──────── FRAGMENTO PROPORCIONADO

Con todo y estos defectos, es indudable que el filme pinta una visión muy generosa de la Iglesia Católica. El público ama las historias de redención, y en el cine abundan ejemplos de historias inspiradas en hechos reales, con personajes e instituciones moralmente cuestionables, pero que logran ganarse la simpatía de la audiencia a través de un buen arco narrativo que justifique, racionalice o expíe los actos inmorales. Para una película de dos horas, se ofrece una resolución bastante satisfactoria para la audiencia. La vida real tiene la desventaja de continuar después de que el telón se cae. Y para muchas personas, las acciones del Vaticano para limpiar su imagen ante el mundo, son muy pocas y llegan muy tarde.

No obstante, dentro de esta desmitificación de la Iglesia Católica, también se ofrecen argumentos que justifican la necesidad de conservar esta institución, a pesar de sus errores. Después de todo, la representación es algo muy importante. Para los adeptos del catolicismo, los rituales, los lugares y personajes que son figura clave en su religión entrañan cuestiones que, en su ideología, son trascendentales.

Pero es justamente esta ciega disposición a considerar estas instituciones como merecidas y benevolentes depositarias de nuestra vida espiritual lo que, entre otras cosas, ha traído la actual crisis de fe que padecen los creyentes. No sólo porque tienen que encontrar la manera de conciliar sus ideas sobre lo que representa la Iglesia y el Vaticano junto con la larga lista de crímenes que se han cometido bajo su supervisión. También se deben considerar los tiempos en los que vivimos, los cuales ya no permiten la prolongada existencia de figuras intachables. El no reconocer a los líderes (ya sean espirituales, políticos, etc.) como seres humanos imperfectos lleva siempre, tarde o temprano, a una fuerte caída del pedestal en el que fueron colocados.

────────────────

QUÉ HACER: Prosigue el fragmento sobre la película y la Iglesia Católica justo después de su última oración.

──────── REGISTROS DE DATOS

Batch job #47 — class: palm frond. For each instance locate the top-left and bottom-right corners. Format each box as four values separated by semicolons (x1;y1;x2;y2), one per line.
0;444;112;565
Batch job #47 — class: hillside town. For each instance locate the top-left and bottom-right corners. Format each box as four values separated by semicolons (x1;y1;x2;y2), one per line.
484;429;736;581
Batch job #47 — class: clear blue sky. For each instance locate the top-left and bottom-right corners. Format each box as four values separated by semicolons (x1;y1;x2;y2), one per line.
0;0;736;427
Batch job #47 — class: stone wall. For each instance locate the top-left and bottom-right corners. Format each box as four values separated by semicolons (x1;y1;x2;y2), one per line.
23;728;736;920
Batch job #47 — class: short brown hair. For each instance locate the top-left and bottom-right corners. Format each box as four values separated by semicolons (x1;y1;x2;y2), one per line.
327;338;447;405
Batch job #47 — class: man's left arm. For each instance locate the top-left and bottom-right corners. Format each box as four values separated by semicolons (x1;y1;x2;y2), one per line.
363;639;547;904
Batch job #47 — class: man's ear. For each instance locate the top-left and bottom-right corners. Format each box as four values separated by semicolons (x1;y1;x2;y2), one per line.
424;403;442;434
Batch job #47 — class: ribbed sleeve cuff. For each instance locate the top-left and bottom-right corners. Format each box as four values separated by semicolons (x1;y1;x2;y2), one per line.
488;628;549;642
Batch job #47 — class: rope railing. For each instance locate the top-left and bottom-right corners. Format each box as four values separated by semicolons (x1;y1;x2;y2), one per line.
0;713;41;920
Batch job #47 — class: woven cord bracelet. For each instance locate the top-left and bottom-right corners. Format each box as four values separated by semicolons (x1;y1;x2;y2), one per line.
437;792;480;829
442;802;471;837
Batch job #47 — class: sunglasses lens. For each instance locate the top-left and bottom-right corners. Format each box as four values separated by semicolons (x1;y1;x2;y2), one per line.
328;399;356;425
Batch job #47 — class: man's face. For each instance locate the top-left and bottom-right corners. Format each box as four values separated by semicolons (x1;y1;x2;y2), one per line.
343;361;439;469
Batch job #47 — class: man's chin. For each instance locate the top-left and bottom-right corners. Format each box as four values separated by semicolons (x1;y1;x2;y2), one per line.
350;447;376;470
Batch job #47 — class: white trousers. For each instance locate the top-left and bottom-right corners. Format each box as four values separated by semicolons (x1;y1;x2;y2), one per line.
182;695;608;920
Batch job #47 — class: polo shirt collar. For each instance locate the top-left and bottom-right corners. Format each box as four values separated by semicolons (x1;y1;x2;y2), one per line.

────────────────

RESULTADO DEL EJERCICIO:
Resulta extrañamente reconfortante pensar que las figuras encargadas de guiar nuestra vida espiritual padecen de las mismas dudas y temores que cualquier otra persona. De hecho, son aquellos que predican desde la torre de su propio ego, con total seguridad y sin la disposición de escuchar diferentes puntos de vista, los que deberían despertar más suspicacia entre la gente. Es por eso que la interpretación de Jim Caviezel en La Pasión de Cristo (2004) palidece ante la de Willem Dafoe en La última tentación de Cristo (1988). A pesar de que el primero ofrece una versión “realista” de Jesús, con todo y el uso correcto del idioma, la versión del Mesías que ofrece Martin Scorsese está plagada de dudas y miedos, lo cual, lejos de restarle solemnidad, enaltece su sacrificio al volverlo más humano. El dolor del primero es meramente físico. El del segundo es espiritual.

“El llamado” o la vocación hacia una vida dedicada a la religión, a pesar de ser, en el más literal de los sentidos “un salto de fe”, también debería implicar una constante autoevaluación. Después de todo, no está de más cuestionar la salud mental de aquellas personas que intentan canalizar la palabra de Dios.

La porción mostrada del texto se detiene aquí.